Assignment.
Without changing a single character, copy every record below.

(Dataset items)
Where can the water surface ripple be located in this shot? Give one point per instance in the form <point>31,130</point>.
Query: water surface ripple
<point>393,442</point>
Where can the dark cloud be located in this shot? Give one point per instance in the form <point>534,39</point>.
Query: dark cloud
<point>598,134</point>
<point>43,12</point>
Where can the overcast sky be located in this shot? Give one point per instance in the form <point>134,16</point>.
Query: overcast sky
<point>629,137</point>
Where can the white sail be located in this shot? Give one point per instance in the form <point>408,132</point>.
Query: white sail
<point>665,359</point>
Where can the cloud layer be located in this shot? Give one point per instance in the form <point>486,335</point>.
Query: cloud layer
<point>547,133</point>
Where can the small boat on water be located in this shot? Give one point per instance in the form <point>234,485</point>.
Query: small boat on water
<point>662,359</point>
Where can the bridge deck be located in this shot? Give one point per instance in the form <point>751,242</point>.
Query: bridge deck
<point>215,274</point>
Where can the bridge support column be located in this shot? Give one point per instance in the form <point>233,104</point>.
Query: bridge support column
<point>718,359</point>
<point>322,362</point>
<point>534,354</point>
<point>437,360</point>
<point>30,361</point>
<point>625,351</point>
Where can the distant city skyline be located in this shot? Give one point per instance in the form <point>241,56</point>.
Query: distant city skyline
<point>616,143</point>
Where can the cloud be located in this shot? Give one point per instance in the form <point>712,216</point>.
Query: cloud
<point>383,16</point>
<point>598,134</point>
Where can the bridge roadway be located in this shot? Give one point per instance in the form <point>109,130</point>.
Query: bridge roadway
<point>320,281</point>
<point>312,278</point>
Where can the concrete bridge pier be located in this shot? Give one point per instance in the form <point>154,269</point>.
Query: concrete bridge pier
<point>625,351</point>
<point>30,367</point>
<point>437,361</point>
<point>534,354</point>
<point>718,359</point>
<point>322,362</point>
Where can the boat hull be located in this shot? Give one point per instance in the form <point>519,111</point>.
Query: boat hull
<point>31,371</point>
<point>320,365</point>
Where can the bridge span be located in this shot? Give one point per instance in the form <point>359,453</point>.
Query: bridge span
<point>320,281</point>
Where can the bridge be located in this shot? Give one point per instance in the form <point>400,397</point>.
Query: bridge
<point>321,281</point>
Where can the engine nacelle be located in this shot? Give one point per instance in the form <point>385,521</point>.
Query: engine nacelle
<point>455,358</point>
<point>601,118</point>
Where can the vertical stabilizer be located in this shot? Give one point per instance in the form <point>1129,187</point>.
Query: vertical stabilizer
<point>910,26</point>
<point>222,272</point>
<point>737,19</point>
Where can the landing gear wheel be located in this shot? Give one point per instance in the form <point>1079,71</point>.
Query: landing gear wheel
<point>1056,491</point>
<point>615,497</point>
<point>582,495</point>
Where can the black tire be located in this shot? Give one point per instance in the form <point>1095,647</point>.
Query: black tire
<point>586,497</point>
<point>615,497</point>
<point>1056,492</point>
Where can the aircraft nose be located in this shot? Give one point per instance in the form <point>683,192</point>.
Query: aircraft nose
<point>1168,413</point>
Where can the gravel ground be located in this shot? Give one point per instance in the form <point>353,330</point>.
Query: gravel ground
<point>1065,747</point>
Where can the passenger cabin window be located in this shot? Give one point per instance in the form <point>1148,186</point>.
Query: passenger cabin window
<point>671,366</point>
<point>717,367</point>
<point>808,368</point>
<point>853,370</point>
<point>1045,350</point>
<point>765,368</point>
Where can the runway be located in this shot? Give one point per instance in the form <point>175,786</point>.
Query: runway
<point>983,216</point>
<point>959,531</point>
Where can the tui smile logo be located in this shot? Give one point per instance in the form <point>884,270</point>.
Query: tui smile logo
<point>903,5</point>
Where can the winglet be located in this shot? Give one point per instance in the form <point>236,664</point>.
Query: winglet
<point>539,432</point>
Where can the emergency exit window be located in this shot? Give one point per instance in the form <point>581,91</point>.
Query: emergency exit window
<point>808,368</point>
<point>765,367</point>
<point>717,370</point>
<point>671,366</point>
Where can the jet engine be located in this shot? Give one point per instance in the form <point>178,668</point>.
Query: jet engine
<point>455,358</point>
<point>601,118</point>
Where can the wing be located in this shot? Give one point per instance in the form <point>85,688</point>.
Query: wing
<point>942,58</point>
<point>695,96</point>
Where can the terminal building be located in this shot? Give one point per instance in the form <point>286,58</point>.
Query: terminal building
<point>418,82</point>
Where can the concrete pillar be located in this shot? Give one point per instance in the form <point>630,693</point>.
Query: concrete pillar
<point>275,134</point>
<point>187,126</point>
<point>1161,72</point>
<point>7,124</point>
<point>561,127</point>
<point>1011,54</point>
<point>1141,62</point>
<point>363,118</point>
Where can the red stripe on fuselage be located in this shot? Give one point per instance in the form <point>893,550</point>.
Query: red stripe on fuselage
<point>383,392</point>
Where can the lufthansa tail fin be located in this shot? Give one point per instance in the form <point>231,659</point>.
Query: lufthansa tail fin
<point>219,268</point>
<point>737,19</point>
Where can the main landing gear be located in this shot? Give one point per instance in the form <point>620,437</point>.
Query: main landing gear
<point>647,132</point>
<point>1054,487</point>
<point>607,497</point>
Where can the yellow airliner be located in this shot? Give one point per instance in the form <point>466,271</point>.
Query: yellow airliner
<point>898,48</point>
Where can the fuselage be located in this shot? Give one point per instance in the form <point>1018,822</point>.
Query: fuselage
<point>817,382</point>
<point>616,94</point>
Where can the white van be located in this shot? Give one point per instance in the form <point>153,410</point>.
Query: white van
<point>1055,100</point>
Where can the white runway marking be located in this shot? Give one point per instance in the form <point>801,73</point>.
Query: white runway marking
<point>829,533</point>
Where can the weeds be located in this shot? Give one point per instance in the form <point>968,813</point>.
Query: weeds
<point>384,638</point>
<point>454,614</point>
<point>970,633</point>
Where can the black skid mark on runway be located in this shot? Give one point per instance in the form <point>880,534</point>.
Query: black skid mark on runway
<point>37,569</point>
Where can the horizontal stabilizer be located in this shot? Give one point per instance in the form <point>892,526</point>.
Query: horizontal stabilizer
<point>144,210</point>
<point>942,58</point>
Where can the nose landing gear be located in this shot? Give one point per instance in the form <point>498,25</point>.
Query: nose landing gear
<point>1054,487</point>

Solved problem.
Where can the water surface ripple be located in this shot? Give one point per instance in the form <point>31,130</point>.
Query: water surface ripple
<point>393,442</point>
Where can the dark cloud be located in this shot? Give one point per instance in the form <point>534,39</point>.
Query: dark cloud
<point>598,134</point>
<point>43,12</point>
Where can the overcast sky be located in this shot? Give one point per instance in the form <point>134,16</point>.
Query: overcast sky
<point>629,137</point>
Where can the white sail be located in this shot? Give one point per instance in the form <point>408,132</point>.
Query: white sail
<point>665,359</point>
Where can the cloud layer be located in this shot? Give one point per instance in the form <point>486,335</point>.
Query: cloud layer
<point>547,133</point>
Where can the small boat on water be located in this shot? Give one point per instance in the form <point>234,485</point>.
Query: small boat on water
<point>662,359</point>
Where can the bridge deck be located in this shot? Give one point per instance in the form <point>751,242</point>.
Query: bridge deck
<point>215,274</point>
Where can the bridge support column be located in this shot? Give one point per instance in the form <point>233,104</point>.
Query: bridge support column
<point>718,359</point>
<point>322,362</point>
<point>534,354</point>
<point>437,360</point>
<point>30,361</point>
<point>625,351</point>
Where can the distant city skyline be located in this shot? Give one point per instance in the form <point>241,56</point>.
Query: distant city skyline
<point>616,143</point>
Where can the cloud be located in this shot? Give one point per instance in the form <point>712,216</point>.
Query: cloud
<point>383,16</point>
<point>598,134</point>
Where can the bridge roadway be located in this shot? Give one point per instance in the form <point>109,130</point>.
Query: bridge roadway
<point>320,281</point>
<point>312,278</point>
Where can the concrete bridge pier be located in this shot? Give one point per instance in the form <point>154,269</point>.
Query: concrete bridge pier
<point>625,351</point>
<point>30,367</point>
<point>437,361</point>
<point>534,354</point>
<point>718,359</point>
<point>322,362</point>
Where can the boat hull be located in this shot? Give one point per instance in the form <point>519,111</point>.
Query: boat hull
<point>31,371</point>
<point>320,365</point>
Where can the bridge span be located in this shot? Give one point per instance in the form <point>359,453</point>.
Query: bridge span
<point>320,281</point>
Where can the bridge be located in this shot? Give one point per instance in the form <point>400,397</point>.
Query: bridge
<point>321,281</point>
Where can the engine nacelle be located in this shot? Give one point per instance in the form <point>385,521</point>.
Query: engine nacelle
<point>455,358</point>
<point>601,118</point>
Where can the vertical stabilizer be located in this shot? Give one point per instance in the form <point>1129,187</point>.
Query: vertical stabilizer
<point>910,26</point>
<point>222,272</point>
<point>737,19</point>
Where can the landing gear wheel be located in this shot? Give one point per instance in the form <point>1079,71</point>.
Query: landing gear wheel
<point>1056,491</point>
<point>615,497</point>
<point>582,495</point>
Where can the black tire be located in this shot? Give one point per instance in the form <point>1095,647</point>.
Query: black tire
<point>586,497</point>
<point>615,497</point>
<point>1056,492</point>
Where can the aircraft nose be located in this shot? Give one point per instance in the form <point>683,192</point>.
Query: aircraft nose
<point>1168,413</point>
Where can the gravel ground be located in this shot? Give one point per instance in the form <point>353,330</point>.
Query: gravel ground
<point>1065,747</point>
Where can the passenger cabin window be located in this shot? Give one point per instance in the form <point>1148,186</point>.
Query: passenger cabin window
<point>671,366</point>
<point>717,367</point>
<point>808,368</point>
<point>853,370</point>
<point>1045,350</point>
<point>765,368</point>
Where can the runway be located in this shot? Give one point per instance in the form <point>175,786</point>.
Query: runway
<point>983,216</point>
<point>959,531</point>
Where can the tui smile logo be located in this shot? Give one point per instance in the form <point>884,270</point>.
Query: tui smile logo
<point>903,5</point>
Where can the winglet be located in this shot? Give one point per instance in the form <point>236,664</point>.
Query: winglet
<point>539,432</point>
Where can the emergency exit window be located in this shot? Give one point per instance in the form <point>581,91</point>.
Query: emergency exit window
<point>808,368</point>
<point>765,367</point>
<point>717,370</point>
<point>671,366</point>
Where can the jet engine be located in this shot? Give one point per instance in the form <point>178,668</point>.
Query: jet engine
<point>455,358</point>
<point>601,118</point>
Where can the wing be located in this shot? Give one point per instance in the form <point>85,688</point>.
Query: wing
<point>942,58</point>
<point>695,96</point>
Where can the terminal building be located in this shot? Give one point per instance in the form <point>286,58</point>.
Query: terminal building
<point>418,82</point>
Where can the concrete pillar be located in this shot? Give one point per instance in the form <point>630,693</point>.
Query: concrete pillar
<point>275,134</point>
<point>187,126</point>
<point>1161,72</point>
<point>7,124</point>
<point>561,127</point>
<point>1011,54</point>
<point>1141,62</point>
<point>363,118</point>
Where can the red stripe on fuselage be located in this shot? Give one point per instance in the form <point>893,550</point>.
Query: red stripe on fuselage
<point>383,392</point>
Where can the lufthansa tail fin be located in this shot? Give one point per instance in the form <point>231,659</point>.
Query: lufthansa tail fin
<point>219,268</point>
<point>737,19</point>
Where can the main landing gear be located in this shot? Give one point per instance in the form <point>620,437</point>.
Query: main landing gear
<point>647,132</point>
<point>1054,487</point>
<point>607,497</point>
Where can the yellow airliner be located in this shot? Give one point per instance in the form <point>466,271</point>.
Query: yellow airliner
<point>898,48</point>
Where can the fuselage be located in this shot? Give one point per instance in the form <point>1018,822</point>.
Query: fuselage
<point>817,382</point>
<point>616,94</point>
Where can the white van be located in this shot? Give one point per instance in the form <point>153,410</point>.
Query: white van
<point>1055,100</point>
Where can the white runway marking be located in this shot? Give one point per instance in the form <point>801,73</point>.
Query: white runway marking
<point>829,533</point>
Where can the weeds be located in this shot? Give one point per instance in the form <point>968,813</point>.
Query: weeds
<point>384,638</point>
<point>454,614</point>
<point>970,633</point>
Where can the black skid mark on runway be located in this shot? Give one point per instance in the form <point>880,534</point>.
Query: black skid mark on runway
<point>37,569</point>
Where can the horizontal stabilizer be located in this shot? Give one point per instance in the form <point>892,526</point>.
Query: horizontal stabilizer
<point>144,210</point>
<point>942,58</point>
Where can the nose landing gear be located in this shot? Give one point per instance in the form <point>498,25</point>.
Query: nose landing gear
<point>1054,487</point>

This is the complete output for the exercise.